**About this exercise**
Print all records exactly, leaving nothing out.

** Input data follows **

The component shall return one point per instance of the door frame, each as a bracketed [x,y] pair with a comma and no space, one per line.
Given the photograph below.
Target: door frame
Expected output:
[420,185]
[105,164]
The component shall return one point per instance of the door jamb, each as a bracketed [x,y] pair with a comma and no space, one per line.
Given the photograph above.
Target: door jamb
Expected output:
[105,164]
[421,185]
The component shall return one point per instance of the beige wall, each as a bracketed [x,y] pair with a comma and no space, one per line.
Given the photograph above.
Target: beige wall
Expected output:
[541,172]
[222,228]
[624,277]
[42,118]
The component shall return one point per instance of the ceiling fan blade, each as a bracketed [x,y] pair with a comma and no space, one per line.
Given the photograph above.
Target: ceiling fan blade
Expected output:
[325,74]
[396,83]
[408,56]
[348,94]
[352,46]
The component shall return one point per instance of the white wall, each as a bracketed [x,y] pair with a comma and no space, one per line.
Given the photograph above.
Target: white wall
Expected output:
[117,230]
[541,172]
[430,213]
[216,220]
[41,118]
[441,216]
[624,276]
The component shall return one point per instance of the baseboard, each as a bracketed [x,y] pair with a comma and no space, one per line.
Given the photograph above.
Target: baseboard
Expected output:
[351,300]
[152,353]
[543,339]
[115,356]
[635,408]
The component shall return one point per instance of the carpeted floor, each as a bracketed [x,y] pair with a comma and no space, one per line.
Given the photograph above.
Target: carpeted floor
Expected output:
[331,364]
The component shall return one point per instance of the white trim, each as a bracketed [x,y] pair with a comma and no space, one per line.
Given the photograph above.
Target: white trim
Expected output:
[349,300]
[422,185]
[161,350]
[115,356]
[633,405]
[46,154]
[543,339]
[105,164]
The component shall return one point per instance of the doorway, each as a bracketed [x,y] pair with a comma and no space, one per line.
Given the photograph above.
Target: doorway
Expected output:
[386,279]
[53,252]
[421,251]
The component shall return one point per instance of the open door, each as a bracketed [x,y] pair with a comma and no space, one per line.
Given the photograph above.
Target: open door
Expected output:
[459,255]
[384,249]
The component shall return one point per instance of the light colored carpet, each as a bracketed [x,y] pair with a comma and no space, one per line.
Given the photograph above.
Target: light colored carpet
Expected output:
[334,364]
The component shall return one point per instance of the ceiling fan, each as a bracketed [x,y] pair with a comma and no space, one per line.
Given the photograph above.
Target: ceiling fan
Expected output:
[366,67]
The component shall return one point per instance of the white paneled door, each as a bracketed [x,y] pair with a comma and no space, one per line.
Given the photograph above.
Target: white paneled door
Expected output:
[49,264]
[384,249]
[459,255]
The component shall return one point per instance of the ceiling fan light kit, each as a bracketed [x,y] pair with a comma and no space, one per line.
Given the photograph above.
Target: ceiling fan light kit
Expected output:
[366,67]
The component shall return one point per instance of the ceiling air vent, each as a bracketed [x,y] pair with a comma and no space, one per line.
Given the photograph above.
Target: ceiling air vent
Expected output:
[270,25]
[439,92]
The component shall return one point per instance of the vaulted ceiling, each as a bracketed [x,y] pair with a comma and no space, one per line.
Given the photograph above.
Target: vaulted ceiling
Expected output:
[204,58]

** End of Input data **

**Answer box**
The component shall return one point per instance of the door frame, each as a bracketed [x,y] pair with a comma and no space, one per line.
Given the photograph below.
Target: door frame
Expected output:
[420,185]
[105,164]
The component shall return one point per instance of the door jamb, each as a bracketed [x,y] pair with a comma and no space, one per line.
Given the photograph above.
Target: door jamb
Expected output:
[105,164]
[421,185]
The component shall return one point per instance of the beige wall, each as a bracketed [x,y] pair with a comma and no space, one per line.
Given the photograph above.
Target: beige wall
Expected output:
[541,172]
[222,228]
[624,277]
[42,118]
The component shall return one point per instance of the ceiling fan blade, each as a bracketed [x,y] pair with a comma and no space, one per line.
Given the photograph above.
Target: ceiling fan blade
Expected output:
[325,74]
[396,83]
[408,56]
[348,94]
[352,46]
The component shall return one point per instance of the white wall, each as a bracketed [x,y] pair with a comma and no space, one per line.
Given the photograph above.
Target: white wall
Expected output:
[117,230]
[541,172]
[430,213]
[216,220]
[41,118]
[441,216]
[624,276]
The component shall return one point per instance of the baseboard, each as a bracketed [x,y] pair with a comma and no space, one per line.
Given the photograph above.
Target: baseboard
Expected output:
[351,300]
[152,353]
[543,339]
[115,356]
[635,408]
The component shall return one point per instance of the carpeted floor, each as a bracketed [x,y] pair with a comma and no space, one per line.
Given the photograph above.
Target: carpeted floor
Expected output:
[331,364]
The component shall return one point per instance of the white trim, each as a bracketed [x,y] pair with a comma and no space, one per line.
Given the photograph above.
Target: white trim
Expected output:
[349,300]
[422,185]
[161,350]
[115,356]
[633,405]
[46,154]
[543,339]
[105,164]
The component shall return one point per instance of the doorway, each as a bracketed [x,y] pair with a comma and no space, one per line.
Given the photograph above.
Target: doorway
Expected output:
[386,279]
[53,252]
[421,251]
The component shall return one point per instance of the open door, each as a bracketed [x,y] pair with a comma and no space, one per line.
Given the photograph above.
Target: open door
Expected output:
[459,255]
[384,249]
The component shall return one point per instance of the light colored carpet, each as a bracketed [x,y] pair with a comma and no space, one per line.
Given the photograph above.
Target: light colored carpet
Expected output:
[334,364]
The component shall return one point per instance of the ceiling fan, each as a bracketed [x,y] pair with a comma and no space, one per line.
Given the photograph above.
Target: ceiling fan
Expected output:
[366,67]
The component shall return one point per instance of the white paneled door, each as a bracketed [x,y] pair with a comma and no space, one per line.
Given the photograph above.
Target: white paneled door
Expected output:
[49,264]
[384,249]
[459,255]
The component shall return one point per instance of the ceiling fan light kit, each as a bracketed [x,y] pair with a comma and no space, one per line.
Given the photograph above.
Target: ceiling fan light kit
Expected output:
[366,67]
The component shall return one point per instance of the ceiling air vent, each as a bracketed [x,y] pair with a comma and no space, one per line.
Given the photograph above.
Target: ceiling air vent
Expected output:
[270,25]
[439,92]
The component shall return one point per instance of the vaulted ceiling, each as a bracketed [x,y] pair with a comma and no space, one per line.
Given the photograph above.
Target: vaulted ceiling
Expected output:
[204,58]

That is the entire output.